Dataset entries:
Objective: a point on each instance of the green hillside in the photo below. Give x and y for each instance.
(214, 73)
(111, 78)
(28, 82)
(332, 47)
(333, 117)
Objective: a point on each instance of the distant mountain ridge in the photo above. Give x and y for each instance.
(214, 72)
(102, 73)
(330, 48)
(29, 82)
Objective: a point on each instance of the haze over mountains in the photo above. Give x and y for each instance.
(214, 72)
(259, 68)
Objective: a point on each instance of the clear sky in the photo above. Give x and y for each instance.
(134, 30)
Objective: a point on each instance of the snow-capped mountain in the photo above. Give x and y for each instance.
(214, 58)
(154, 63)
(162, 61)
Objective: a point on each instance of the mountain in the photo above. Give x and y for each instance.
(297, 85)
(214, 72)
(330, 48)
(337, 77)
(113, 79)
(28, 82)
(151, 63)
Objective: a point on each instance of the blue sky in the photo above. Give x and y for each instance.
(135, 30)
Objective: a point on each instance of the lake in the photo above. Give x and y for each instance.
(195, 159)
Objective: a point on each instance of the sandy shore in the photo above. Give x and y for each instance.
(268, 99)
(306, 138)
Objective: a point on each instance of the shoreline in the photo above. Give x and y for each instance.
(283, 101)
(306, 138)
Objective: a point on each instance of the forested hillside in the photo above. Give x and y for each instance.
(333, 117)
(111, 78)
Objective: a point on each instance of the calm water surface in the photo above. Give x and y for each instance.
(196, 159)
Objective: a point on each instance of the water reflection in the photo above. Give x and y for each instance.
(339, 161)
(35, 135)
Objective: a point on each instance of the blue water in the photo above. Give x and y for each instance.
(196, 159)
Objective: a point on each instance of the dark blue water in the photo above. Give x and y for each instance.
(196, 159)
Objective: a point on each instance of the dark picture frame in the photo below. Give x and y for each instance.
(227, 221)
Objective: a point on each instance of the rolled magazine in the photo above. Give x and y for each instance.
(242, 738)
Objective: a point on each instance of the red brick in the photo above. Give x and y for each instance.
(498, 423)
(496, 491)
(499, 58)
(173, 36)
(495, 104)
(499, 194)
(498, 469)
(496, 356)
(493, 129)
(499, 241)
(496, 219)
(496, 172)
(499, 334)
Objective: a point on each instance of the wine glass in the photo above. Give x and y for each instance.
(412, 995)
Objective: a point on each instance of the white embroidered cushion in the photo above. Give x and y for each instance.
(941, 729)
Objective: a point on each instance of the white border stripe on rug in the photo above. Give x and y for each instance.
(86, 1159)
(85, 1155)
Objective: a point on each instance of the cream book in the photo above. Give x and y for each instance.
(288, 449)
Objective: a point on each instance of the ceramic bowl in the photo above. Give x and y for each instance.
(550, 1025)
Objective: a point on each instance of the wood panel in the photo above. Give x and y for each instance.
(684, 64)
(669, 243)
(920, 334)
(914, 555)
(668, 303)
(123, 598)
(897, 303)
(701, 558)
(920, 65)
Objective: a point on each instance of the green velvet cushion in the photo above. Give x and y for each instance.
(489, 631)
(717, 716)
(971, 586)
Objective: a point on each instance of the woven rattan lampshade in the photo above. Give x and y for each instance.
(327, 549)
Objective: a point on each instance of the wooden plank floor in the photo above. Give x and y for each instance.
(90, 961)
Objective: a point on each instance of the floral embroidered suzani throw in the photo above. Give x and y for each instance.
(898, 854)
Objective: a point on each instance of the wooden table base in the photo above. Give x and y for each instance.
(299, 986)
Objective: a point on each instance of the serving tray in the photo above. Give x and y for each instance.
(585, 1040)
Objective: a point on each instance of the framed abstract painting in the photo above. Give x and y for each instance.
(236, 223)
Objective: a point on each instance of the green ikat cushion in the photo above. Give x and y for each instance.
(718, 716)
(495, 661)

...

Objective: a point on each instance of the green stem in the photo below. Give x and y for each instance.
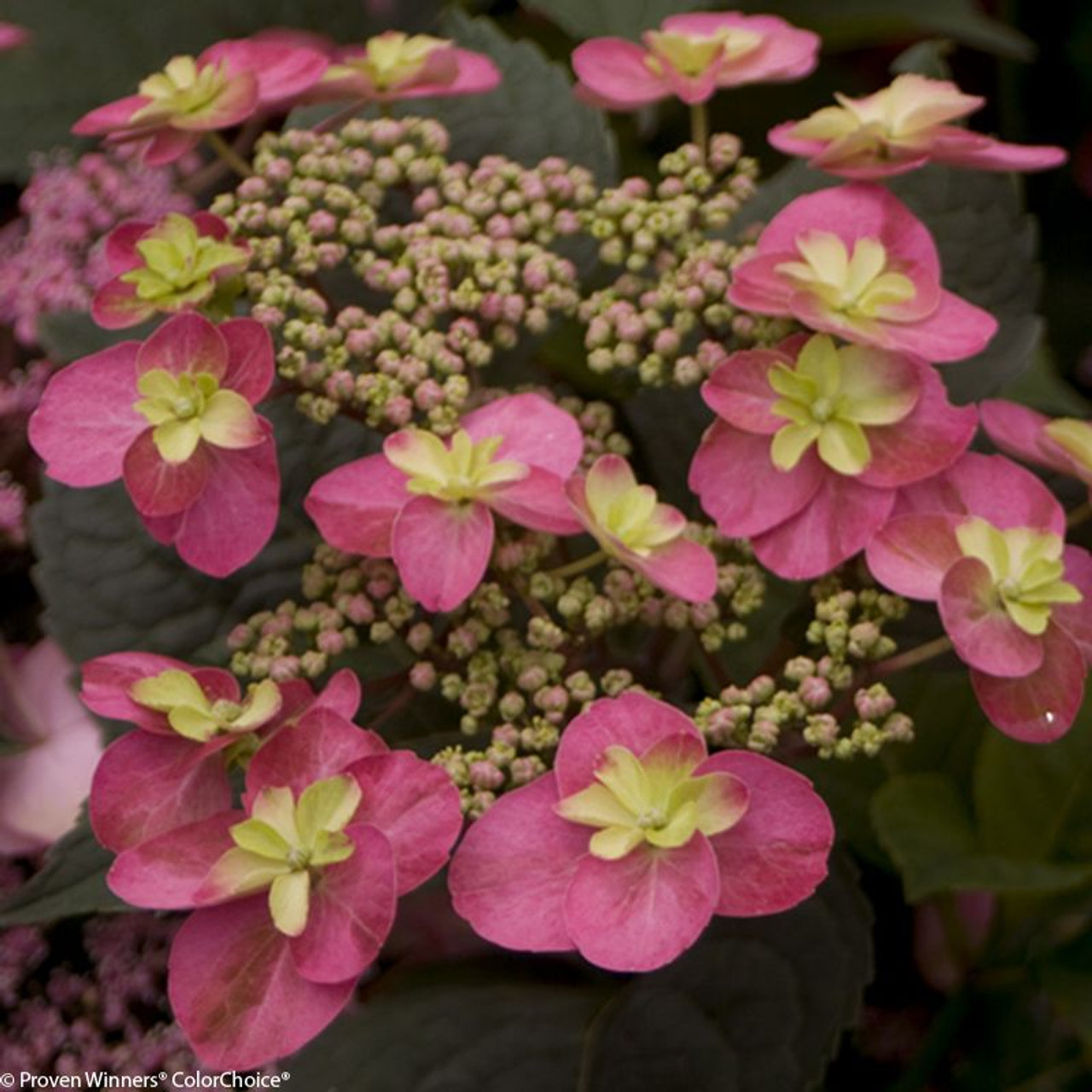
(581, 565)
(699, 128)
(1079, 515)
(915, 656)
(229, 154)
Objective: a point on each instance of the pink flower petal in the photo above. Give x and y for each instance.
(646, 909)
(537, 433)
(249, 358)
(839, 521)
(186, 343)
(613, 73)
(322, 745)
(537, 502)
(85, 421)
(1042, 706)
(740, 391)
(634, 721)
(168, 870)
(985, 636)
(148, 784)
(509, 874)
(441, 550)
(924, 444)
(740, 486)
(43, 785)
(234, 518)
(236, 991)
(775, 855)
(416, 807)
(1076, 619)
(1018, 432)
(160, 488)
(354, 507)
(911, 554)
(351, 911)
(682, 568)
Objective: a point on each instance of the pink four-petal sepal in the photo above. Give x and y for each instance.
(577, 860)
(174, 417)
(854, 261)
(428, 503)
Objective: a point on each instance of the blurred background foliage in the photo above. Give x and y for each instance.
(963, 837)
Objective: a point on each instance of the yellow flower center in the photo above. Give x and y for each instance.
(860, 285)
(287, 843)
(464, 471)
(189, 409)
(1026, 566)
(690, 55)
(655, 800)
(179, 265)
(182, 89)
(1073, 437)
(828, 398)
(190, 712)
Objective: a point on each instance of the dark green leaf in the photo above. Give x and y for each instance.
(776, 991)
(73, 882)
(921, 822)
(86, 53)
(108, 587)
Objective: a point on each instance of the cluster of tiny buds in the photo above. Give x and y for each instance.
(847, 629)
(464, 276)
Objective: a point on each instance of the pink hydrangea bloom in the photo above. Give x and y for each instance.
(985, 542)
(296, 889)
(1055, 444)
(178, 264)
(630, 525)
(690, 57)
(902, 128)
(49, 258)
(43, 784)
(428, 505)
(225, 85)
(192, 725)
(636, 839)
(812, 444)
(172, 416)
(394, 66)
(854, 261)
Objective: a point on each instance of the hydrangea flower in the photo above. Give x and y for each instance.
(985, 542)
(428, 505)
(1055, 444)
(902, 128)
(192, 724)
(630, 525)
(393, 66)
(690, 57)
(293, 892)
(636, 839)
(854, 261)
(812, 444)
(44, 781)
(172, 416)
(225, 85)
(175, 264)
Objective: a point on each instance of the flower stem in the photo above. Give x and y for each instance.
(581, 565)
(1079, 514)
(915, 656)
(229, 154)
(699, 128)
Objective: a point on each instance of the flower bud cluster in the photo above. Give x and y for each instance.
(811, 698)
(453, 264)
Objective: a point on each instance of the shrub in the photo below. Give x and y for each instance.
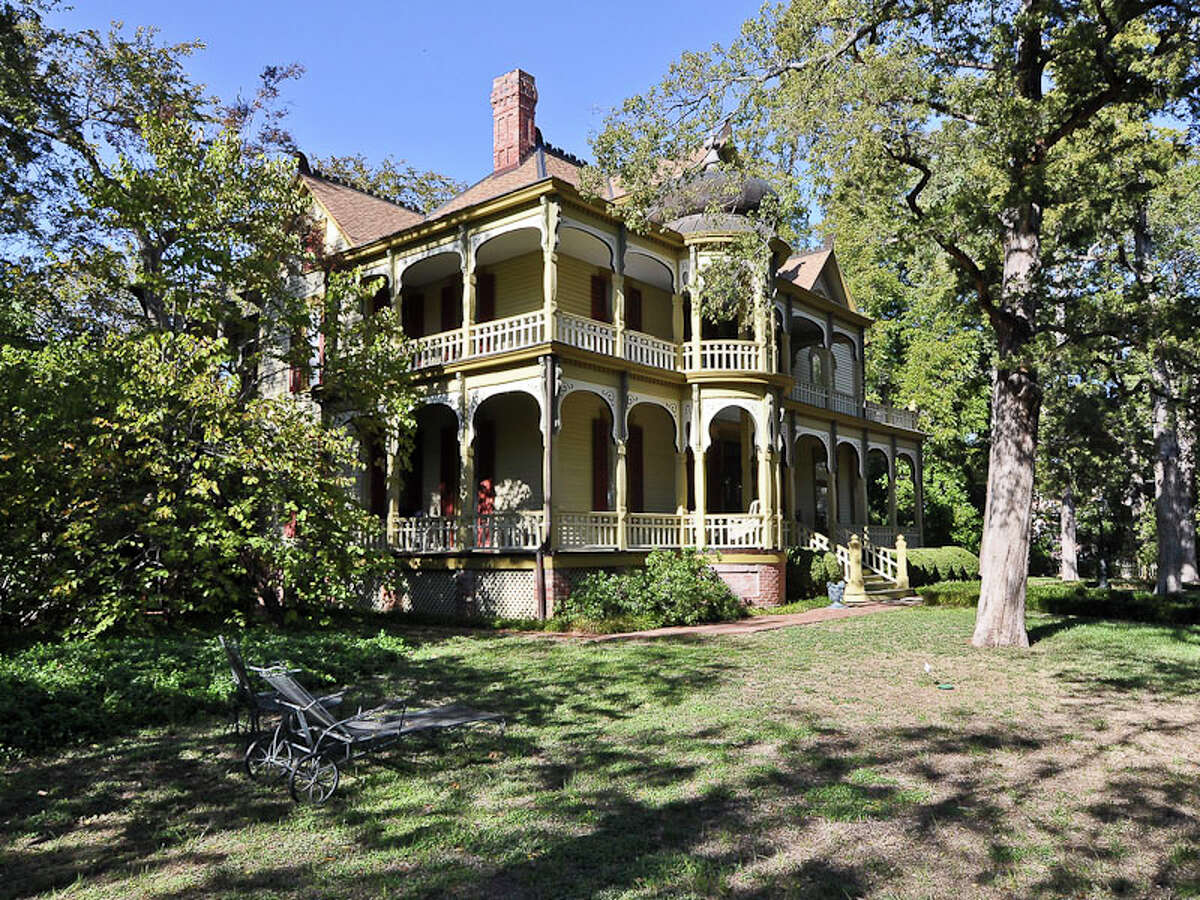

■ **Exercise**
Out of the data above, set down the lines from the one with "Objective: a point on each instance of the pink hydrangea" to the one with "Objective: a point on each instance of the shrub", both included, exactly as written and with no additions.

■ **Exercise answer**
Objective: a point on each instance of the pink hydrangea bloom in the photo above. Give x and y for each instance.
(985, 542)
(296, 889)
(1055, 444)
(178, 264)
(630, 525)
(690, 57)
(902, 128)
(49, 258)
(43, 784)
(428, 505)
(225, 85)
(192, 725)
(636, 839)
(812, 444)
(172, 416)
(394, 66)
(854, 261)
Objective: a point on each instance of the hydrangea flower in the photo above. Give x and y for each instance.
(985, 542)
(428, 505)
(1055, 444)
(902, 128)
(192, 724)
(630, 525)
(393, 66)
(690, 57)
(293, 892)
(636, 839)
(854, 261)
(812, 444)
(44, 781)
(172, 416)
(225, 85)
(175, 264)
Objective: a point on each instance of the flower stem in the photo above. Give x and y for each instance.
(581, 565)
(1079, 514)
(915, 656)
(229, 154)
(699, 128)
Objective: a point on each instance of the flower bud cluster in the photo above. Give x and y for each instance.
(811, 698)
(453, 264)
Objective: a point on each instance of the shrub in the photo below. Give x and y for each instance.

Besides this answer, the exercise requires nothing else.